--- DATA SUPPLIED ---
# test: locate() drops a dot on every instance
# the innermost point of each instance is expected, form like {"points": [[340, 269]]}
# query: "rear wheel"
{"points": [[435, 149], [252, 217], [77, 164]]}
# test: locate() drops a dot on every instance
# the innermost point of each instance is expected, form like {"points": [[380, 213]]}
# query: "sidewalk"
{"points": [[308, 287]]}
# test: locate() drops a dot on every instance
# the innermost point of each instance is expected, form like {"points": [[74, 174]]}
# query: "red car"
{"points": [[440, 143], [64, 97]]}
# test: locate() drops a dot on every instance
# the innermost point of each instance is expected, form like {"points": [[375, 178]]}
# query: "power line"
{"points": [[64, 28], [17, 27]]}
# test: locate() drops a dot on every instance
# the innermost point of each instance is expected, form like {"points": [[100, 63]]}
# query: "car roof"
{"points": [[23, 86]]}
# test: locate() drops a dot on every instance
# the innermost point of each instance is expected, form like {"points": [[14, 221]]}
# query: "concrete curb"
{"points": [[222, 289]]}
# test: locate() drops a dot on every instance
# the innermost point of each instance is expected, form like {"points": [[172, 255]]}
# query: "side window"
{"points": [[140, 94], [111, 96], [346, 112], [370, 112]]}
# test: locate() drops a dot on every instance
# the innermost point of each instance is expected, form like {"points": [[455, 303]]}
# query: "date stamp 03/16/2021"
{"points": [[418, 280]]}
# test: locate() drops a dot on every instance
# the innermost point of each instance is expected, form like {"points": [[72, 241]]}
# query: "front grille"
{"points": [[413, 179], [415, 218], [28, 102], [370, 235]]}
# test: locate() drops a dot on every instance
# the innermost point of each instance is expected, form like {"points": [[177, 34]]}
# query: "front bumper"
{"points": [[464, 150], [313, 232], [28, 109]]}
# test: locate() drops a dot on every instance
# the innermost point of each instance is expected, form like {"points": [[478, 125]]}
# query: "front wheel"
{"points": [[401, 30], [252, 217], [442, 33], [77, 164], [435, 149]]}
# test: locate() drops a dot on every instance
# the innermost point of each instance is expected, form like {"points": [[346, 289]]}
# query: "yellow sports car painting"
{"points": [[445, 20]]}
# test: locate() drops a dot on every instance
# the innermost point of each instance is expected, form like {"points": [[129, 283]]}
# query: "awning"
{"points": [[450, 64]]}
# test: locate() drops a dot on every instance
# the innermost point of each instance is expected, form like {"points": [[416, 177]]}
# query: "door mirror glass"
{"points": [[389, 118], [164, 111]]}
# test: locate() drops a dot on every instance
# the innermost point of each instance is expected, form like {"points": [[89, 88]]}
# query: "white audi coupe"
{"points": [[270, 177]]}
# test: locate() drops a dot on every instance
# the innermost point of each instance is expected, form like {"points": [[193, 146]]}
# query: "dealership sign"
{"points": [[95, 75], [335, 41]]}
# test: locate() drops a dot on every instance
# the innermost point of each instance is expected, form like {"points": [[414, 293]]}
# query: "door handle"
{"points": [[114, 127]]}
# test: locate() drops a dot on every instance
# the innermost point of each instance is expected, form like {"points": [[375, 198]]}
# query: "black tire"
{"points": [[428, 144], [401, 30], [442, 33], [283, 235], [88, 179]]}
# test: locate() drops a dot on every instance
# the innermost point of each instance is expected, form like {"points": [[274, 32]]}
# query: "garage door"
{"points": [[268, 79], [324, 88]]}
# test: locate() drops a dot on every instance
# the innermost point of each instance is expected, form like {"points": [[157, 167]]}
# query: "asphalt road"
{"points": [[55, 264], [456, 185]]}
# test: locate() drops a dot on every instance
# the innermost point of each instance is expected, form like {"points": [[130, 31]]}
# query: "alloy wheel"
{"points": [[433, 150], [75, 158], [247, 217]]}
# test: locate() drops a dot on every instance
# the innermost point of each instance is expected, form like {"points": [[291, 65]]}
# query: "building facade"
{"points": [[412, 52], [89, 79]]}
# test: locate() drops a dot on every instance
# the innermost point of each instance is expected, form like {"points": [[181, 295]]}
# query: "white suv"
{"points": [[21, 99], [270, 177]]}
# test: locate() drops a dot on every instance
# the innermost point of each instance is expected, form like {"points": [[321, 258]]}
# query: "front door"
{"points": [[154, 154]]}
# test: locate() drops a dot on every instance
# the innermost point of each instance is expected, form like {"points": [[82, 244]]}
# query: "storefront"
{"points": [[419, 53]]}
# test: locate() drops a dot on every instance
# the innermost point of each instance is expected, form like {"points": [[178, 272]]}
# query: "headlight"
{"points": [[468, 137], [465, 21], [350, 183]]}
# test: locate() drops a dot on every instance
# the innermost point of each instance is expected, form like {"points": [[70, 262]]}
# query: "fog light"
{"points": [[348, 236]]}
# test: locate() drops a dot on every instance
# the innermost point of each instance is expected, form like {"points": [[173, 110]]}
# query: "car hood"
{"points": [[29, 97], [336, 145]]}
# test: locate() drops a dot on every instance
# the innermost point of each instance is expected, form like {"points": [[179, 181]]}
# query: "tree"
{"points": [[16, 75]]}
---
## PROBLEM DETAILS
Restate the full material word for word.

## THE COMPLETED TASK
# test: locate() drops a dot on every instance
# the innermost point of each instance is expected, form like {"points": [[340, 269]]}
# query: "rear wheel"
{"points": [[435, 149], [252, 217], [77, 164]]}
# test: locate() drops a dot on every instance
# the innermost point of each instance is expected, form like {"points": [[380, 213]]}
# query: "sidewalk"
{"points": [[308, 287]]}
# test: locate() drops a dot on every instance
# the innermost point of each instance is expected, form like {"points": [[74, 174]]}
# query: "red car"
{"points": [[440, 143], [64, 97]]}
# test: locate() drops a dot on every instance
# the innermost point of each instance is expected, form like {"points": [[375, 178]]}
# query: "power line"
{"points": [[64, 28], [17, 27]]}
# test: locate() drops a dot on every instance
# the innermost point of each instance is expected, form like {"points": [[100, 63]]}
# query: "car roof"
{"points": [[23, 86]]}
# test: locate() drops a dot on every instance
# the innermost point of each instance is expected, form like {"points": [[14, 221]]}
# query: "concrete curb"
{"points": [[222, 289]]}
# test: locate() drops a dot on every instance
# the innermost point of each instance is expected, form like {"points": [[172, 255]]}
# query: "side window"
{"points": [[140, 94], [111, 96], [346, 112], [370, 112]]}
# test: locate() drops a dot on every instance
# the innermost point of each instance is expected, form like {"points": [[455, 303]]}
# query: "date stamp 03/16/2021"
{"points": [[418, 280]]}
# test: locate() drops a dot on every instance
# the innermost point of each instance is expected, form like {"points": [[72, 241]]}
# query: "front grille"
{"points": [[413, 179], [415, 218], [28, 102], [370, 235]]}
# test: locate() drops a dot on every instance
# the innermost point of each instance is expected, form like {"points": [[177, 34]]}
# query: "front bumper"
{"points": [[464, 150], [313, 232], [28, 109]]}
# test: locate() drops a dot on every instance
# the innermost point of each instance is expected, form like {"points": [[478, 125]]}
# query: "front wheel"
{"points": [[401, 30], [252, 217], [442, 33], [77, 164], [435, 149]]}
# test: locate() drops a dot on every instance
# the innermost point of each instance is expected, form like {"points": [[346, 289]]}
# query: "yellow sports car painting"
{"points": [[445, 20]]}
# test: locate() drops a dot on every instance
# the innermost point of each instance is expected, form like {"points": [[129, 283]]}
# query: "awning"
{"points": [[450, 64]]}
# test: locate() drops a dot on every instance
# the innermost point of each instance is expected, form like {"points": [[416, 177]]}
# query: "door mirror glass"
{"points": [[389, 118], [164, 111]]}
# test: locate() drops a dot on every instance
# the innermost point of each instance is expected, form like {"points": [[89, 88]]}
# query: "white audi coupe"
{"points": [[270, 177]]}
# test: locate() drops a dot on every instance
# the innermost point of each instance is expected, form like {"points": [[193, 146]]}
# query: "dealership sign"
{"points": [[95, 75], [335, 41]]}
# test: locate() drops a dot on every instance
# the innermost point of each instance is expected, form like {"points": [[414, 293]]}
# query: "door handle"
{"points": [[114, 127]]}
# test: locate() drops a dot on every instance
# the innermost point of each instance is expected, form like {"points": [[375, 198]]}
# query: "black tire"
{"points": [[428, 144], [401, 30], [442, 33], [283, 235], [88, 179]]}
# test: locate() drops a dot on every instance
# the innermost point of each instance is expected, form like {"points": [[274, 32]]}
# query: "garage door"
{"points": [[268, 79], [324, 88]]}
# test: locate() drops a dot on every instance
# the innermost point of each instance is expected, form like {"points": [[157, 167]]}
# query: "asphalt road"
{"points": [[55, 264], [456, 185]]}
# test: locate() drops a dot on every instance
# the innermost point of each instance is expected, form like {"points": [[130, 31]]}
# query: "alloy wheel"
{"points": [[433, 150], [75, 158], [247, 217]]}
# test: locate() drops a dot on every instance
# the innermost point of each instance is expected, form like {"points": [[291, 65]]}
# query: "building facade"
{"points": [[412, 52], [89, 79]]}
# test: locate() drops a dot on every instance
# the innermost point of each instance is expected, form like {"points": [[181, 295]]}
# query: "white suv"
{"points": [[21, 99], [270, 177]]}
# test: locate() drops a dot on every instance
# the innermost point of each instance is expected, form like {"points": [[321, 258]]}
# query: "front door"
{"points": [[154, 154]]}
# test: locate() drops a dot on every instance
# the innermost point of each instance is expected, form like {"points": [[82, 244]]}
# query: "storefront"
{"points": [[419, 53]]}
# test: locate() drops a dot on every instance
# the innermost point of each instance is expected, form like {"points": [[178, 272]]}
# query: "headlight"
{"points": [[468, 137], [465, 21], [350, 183]]}
# test: locate() drops a dot on every instance
# the innermost point of each instance is expected, form like {"points": [[70, 262]]}
# query: "fog light"
{"points": [[348, 236]]}
# test: locate() drops a dot on every instance
# the innermost point of each instance is expected, form like {"points": [[173, 110]]}
# query: "car hood"
{"points": [[29, 97], [336, 145]]}
# test: locate() drops a dot on every instance
# the innermost point of each instance is expected, form like {"points": [[179, 181]]}
# query: "tree"
{"points": [[16, 75]]}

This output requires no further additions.